== SOURCE TEXT

= Carl Spengler =

Swiss surgeon, pulmonologist and bacteriologist

Carl Spengler (30 June 1860 – 15 September 1937) was a Swiss surgeon, pulmonologist and bacteriologist. He founded what is probably the oldest international ice hockey tournament, the Spengler Cup.

== Career ==
Spengler's father Alexander Spengler was the discoverer of the healing effects of the high altitude climate of Davos.
Carl Spengler was probably the first person to try skiing in the Alps. His father Alexander Spengler was given a pair of Sami hunting skis by a Nordic patient in 1873.

He presented his experience with thoracoplasty surgery on tuberculosis patients in a lecture in Davos in 1890. He was one of the first to use this method.

====
== AVAILABLE DATA

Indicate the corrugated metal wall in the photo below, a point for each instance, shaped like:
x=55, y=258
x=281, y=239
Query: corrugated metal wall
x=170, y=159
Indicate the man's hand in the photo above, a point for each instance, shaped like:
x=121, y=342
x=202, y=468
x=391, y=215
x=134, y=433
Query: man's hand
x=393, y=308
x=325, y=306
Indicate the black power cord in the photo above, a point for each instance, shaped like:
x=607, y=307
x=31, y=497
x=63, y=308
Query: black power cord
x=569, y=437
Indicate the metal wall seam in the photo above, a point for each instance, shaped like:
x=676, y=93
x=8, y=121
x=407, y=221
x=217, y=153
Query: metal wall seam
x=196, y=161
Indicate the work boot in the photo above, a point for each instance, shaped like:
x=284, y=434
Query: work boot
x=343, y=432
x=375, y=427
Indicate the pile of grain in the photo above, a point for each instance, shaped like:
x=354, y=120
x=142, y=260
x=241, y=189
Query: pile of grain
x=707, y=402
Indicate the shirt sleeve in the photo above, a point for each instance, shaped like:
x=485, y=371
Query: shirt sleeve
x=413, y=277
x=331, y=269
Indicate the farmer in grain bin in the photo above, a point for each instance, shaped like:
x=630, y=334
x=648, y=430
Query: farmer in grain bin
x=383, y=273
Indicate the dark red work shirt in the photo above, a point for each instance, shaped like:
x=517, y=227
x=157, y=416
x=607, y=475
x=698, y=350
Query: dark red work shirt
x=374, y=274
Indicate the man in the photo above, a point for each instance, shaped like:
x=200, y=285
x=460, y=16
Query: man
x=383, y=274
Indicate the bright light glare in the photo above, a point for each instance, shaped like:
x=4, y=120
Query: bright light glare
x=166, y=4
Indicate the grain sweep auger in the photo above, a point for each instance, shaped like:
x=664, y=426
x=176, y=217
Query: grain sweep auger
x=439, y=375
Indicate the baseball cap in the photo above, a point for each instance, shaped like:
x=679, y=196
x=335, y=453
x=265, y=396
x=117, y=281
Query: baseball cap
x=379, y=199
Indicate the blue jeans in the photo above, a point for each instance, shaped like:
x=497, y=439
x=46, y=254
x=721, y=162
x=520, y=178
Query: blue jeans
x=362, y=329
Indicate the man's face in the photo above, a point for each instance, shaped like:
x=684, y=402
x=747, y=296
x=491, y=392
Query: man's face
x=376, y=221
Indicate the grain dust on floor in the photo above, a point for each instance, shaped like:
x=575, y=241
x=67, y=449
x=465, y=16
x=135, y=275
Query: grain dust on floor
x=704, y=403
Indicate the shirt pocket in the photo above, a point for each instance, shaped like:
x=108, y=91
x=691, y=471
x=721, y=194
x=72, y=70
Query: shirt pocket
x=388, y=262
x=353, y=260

====

APPLY WHAT YOU READ:
[A] Quote the Carl Spengler text starting with "Carl Spengler (30" and going on through "patient in 1873.".
[B] According to the Carl Spengler text, what did a Nordic patient give Alexander Spengler in 1873?
[C] Carry on the Carl Spengler text from its last sentence.
The records are separate from the Carl Spengler text.

RESPONSES TO THE EXERCISE:
[A]
Carl Spengler (30 June 1860 – 15 September 1937) was a Swiss surgeon, pulmonologist and bacteriologist. He founded what is probably the oldest international ice hockey tournament, the Spengler Cup.

== Career ==
Spengler's father Alexander Spengler was the discoverer of the healing effects of the high altitude climate of Davos.
Carl Spengler was probably the first person to try skiing in the Alps. His father Alexander Spengler was given a pair of Sami hunting skis by a Nordic patient in 1873.

[B] A pair of Sami hunting skis.

[C]
Spengler worked for a time as a researcher in immunology with Robert Koch in Berlin. Back in Davos, he published over 70 scientific papers, many of which dealt with the fight against tuberculosis and other plagues. He was a tireless researcher of evidence-based medicine.

==Personal life==
Spengler promoted the then new sport of ice hockey when in 1921 his son Alexander K. Spengler founded the HC Davos with his mates. In 1923, he founded the famous Spengler Cup. He wanted to offer the once hostile nations of Europe the opportunity to measure their strength in peaceful combat and to shake hands in a spirit of comradeship.